Re: Equivalent praxis to CLUSTERED INDEX?

From: Bruce Momjian <pgman(at)candle(dot)pha(dot)pa(dot)us>
To: "J(dot) Andrew Rogers" <jrogers(at)neopolitan(dot)com>
Cc: pgsql-performance(at)postgresql(dot)org, mischa(dot)sandberg(at)telus(dot)net
Subject: Re: Equivalent praxis to CLUSTERED INDEX?
Date: 2004-08-26 18:18:53
Message-ID: 200408261818.i7QIIrr09640@candle.pha.pa.us
Views: Raw Message | Whole Thread | Download mbox | Resend email
Thread:
Lists: pgsql-performance


How do vendors actually implement auto-clustering? I assume they move
rows around during quiet periods or have lots of empty space in each
value bucket.

---------------------------------------------------------------------------

J. Andrew Rogers wrote:
> On Tue, 2004-08-24 at 22:28, Mischa Sandberg wrote:
> > I see that PG has a one-shot CLUSTER command, but doesn't support
> > continuously-updated clustered indexes.
> >
> > What I infer from newsgroup browsing is, such an index is impossible,
> > given the MVCC versioning of records (happy to learn I'm wrong).

_Dataset content_
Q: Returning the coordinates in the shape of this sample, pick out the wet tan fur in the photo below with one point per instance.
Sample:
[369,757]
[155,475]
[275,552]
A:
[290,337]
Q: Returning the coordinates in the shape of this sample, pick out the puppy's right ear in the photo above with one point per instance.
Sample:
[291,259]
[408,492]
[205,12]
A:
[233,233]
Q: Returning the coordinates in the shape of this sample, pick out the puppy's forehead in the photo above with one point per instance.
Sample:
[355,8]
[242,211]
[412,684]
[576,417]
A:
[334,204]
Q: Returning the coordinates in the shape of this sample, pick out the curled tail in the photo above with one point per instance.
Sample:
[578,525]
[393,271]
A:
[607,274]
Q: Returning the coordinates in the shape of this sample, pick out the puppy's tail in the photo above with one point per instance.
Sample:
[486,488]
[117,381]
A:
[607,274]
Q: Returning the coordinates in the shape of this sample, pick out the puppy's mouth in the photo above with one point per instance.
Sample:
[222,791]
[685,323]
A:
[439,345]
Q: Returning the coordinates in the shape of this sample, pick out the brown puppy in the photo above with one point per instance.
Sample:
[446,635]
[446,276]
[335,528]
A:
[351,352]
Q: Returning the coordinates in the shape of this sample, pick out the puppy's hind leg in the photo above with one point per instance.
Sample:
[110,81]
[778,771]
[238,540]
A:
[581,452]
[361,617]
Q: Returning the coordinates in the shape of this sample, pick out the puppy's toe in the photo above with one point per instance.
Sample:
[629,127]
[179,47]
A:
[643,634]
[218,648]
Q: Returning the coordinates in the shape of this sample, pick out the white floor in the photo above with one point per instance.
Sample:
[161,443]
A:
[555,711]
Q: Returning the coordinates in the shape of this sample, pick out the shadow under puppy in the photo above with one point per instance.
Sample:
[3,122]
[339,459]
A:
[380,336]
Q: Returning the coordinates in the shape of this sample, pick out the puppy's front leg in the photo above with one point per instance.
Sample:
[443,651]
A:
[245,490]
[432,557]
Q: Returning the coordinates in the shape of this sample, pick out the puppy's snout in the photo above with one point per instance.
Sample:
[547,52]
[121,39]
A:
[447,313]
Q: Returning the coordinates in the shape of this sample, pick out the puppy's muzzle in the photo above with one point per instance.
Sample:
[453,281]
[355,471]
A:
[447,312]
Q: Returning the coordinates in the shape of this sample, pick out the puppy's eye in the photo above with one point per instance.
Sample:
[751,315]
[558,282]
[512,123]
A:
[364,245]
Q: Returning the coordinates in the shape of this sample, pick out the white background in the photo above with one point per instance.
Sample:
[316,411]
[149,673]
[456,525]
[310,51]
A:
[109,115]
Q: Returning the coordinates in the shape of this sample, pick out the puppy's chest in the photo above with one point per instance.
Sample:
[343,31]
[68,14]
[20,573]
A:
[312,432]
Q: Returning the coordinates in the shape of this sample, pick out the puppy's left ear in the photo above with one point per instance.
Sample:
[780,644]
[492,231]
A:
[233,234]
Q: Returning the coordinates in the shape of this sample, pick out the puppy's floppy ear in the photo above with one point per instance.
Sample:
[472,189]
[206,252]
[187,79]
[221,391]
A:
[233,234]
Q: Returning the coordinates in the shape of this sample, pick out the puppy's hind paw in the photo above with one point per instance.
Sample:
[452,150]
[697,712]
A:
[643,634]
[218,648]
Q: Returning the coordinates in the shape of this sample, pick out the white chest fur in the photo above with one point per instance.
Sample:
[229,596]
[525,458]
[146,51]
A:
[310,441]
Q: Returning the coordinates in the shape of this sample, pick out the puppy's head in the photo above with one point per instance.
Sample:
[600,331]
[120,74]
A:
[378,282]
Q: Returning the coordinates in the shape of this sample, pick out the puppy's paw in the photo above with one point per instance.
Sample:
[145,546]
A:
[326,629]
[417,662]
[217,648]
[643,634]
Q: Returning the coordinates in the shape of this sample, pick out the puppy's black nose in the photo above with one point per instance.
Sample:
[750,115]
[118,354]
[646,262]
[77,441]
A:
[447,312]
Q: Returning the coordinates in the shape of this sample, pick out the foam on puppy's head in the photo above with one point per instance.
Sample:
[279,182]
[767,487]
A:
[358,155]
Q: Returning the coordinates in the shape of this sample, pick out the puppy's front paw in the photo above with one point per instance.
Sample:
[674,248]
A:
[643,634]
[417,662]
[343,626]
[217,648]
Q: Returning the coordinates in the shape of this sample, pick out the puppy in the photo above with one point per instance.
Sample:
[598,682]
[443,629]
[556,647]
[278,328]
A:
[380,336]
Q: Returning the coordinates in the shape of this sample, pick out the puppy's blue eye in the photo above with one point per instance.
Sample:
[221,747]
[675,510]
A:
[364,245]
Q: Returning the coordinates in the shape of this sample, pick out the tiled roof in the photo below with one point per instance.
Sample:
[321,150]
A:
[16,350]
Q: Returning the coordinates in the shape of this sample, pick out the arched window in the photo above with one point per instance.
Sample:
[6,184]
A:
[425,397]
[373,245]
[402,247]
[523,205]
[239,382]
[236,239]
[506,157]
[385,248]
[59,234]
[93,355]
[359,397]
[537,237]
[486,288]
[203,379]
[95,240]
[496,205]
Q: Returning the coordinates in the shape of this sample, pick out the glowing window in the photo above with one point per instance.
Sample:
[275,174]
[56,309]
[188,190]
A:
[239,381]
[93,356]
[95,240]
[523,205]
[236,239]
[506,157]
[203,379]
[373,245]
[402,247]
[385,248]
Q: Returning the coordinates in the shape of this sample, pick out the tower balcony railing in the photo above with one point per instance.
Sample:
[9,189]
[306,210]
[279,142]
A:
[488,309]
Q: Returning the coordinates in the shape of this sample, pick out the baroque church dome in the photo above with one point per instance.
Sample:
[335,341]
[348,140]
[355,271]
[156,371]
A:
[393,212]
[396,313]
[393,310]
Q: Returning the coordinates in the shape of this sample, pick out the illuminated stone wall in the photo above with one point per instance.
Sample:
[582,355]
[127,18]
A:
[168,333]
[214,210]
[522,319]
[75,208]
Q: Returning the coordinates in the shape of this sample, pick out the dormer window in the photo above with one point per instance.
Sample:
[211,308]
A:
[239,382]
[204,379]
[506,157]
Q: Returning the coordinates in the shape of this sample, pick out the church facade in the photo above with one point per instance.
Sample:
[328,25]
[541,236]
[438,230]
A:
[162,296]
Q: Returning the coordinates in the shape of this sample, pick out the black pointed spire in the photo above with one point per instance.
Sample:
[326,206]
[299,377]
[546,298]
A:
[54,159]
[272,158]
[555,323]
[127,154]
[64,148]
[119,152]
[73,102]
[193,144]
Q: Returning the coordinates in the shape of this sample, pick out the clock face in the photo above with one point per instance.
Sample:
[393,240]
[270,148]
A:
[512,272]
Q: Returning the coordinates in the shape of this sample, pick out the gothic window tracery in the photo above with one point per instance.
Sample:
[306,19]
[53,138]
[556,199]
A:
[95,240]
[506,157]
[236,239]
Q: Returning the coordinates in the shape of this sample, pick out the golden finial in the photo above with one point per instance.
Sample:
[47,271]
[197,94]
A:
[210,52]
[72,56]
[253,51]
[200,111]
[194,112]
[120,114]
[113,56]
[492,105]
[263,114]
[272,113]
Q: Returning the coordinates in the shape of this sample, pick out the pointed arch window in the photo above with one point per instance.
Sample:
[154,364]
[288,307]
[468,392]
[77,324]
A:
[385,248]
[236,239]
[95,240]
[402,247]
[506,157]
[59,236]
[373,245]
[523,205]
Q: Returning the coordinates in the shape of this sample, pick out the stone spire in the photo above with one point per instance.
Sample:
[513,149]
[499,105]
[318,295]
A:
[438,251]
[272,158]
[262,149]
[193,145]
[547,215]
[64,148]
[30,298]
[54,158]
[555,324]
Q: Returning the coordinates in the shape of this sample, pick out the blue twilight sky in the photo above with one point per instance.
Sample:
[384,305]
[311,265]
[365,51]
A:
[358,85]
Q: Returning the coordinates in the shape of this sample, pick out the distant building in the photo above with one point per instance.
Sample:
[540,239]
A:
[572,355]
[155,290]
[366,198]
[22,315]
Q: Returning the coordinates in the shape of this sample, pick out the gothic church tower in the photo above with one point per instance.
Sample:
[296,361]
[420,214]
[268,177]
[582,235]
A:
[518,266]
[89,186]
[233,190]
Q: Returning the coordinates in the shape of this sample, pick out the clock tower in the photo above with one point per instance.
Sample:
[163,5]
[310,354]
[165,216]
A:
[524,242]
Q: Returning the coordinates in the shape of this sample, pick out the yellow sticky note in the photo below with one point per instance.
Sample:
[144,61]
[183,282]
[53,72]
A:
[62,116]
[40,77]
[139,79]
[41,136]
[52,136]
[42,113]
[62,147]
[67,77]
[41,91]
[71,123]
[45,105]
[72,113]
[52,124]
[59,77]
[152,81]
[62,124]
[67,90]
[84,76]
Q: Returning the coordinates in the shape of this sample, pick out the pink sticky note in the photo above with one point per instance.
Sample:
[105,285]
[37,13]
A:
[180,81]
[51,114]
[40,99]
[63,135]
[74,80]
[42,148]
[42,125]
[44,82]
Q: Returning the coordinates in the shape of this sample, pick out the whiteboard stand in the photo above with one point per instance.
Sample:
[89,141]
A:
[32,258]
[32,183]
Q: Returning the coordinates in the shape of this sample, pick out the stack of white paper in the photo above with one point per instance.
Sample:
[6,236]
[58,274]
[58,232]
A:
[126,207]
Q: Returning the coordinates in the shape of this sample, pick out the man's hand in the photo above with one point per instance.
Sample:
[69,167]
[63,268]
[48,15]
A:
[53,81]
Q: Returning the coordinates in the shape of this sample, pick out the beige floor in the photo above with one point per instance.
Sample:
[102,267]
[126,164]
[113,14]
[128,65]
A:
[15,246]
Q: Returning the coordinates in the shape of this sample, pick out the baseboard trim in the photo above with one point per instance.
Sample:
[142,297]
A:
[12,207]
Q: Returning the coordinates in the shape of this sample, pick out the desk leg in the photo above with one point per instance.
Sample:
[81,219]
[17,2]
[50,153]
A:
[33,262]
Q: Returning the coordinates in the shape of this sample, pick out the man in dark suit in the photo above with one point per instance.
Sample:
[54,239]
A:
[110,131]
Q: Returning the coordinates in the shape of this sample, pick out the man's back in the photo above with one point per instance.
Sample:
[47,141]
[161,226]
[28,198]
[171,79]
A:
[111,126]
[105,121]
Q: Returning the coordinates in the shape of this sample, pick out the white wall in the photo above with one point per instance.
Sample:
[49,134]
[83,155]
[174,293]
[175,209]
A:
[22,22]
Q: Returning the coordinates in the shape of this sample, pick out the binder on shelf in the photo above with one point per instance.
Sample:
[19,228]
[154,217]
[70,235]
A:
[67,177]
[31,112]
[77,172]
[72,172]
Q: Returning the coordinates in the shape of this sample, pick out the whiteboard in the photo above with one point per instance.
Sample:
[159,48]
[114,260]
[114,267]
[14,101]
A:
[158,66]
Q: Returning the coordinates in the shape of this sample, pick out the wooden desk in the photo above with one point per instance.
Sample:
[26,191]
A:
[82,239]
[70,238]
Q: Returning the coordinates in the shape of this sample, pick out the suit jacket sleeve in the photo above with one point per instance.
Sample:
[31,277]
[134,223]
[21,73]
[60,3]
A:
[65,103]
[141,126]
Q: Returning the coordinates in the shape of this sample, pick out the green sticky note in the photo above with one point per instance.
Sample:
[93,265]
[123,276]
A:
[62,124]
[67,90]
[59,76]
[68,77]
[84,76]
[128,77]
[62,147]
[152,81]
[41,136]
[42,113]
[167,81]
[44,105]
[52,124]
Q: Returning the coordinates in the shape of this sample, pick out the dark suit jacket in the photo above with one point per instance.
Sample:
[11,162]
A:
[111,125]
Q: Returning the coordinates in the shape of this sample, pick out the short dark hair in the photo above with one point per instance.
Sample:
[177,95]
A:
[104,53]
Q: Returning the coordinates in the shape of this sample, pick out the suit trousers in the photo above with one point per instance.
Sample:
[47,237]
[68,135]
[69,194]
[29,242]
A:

_Stated problem 1_
From the mailing list message, pull out the passage between "How do vendors" and "continuously-updated clustered indexes.", inclusive.
_Stated problem 2_
Name every person who appears by name in the mailing list message.

_Complete output 1_
How do vendors actually implement auto-clustering? I assume they move
rows around during quiet periods or have lots of empty space in each
value bucket.

---------------------------------------------------------------------------

J. Andrew Rogers wrote:
> On Tue, 2004-08-24 at 22:28, Mischa Sandberg wrote:
> > I see that PG has a one-shot CLUSTER command, but doesn't support
> > continuously-updated clustered indexes.

_Complete output 2_
Bruce Momjian
J. Andrew Rogers
Mischa Sandberg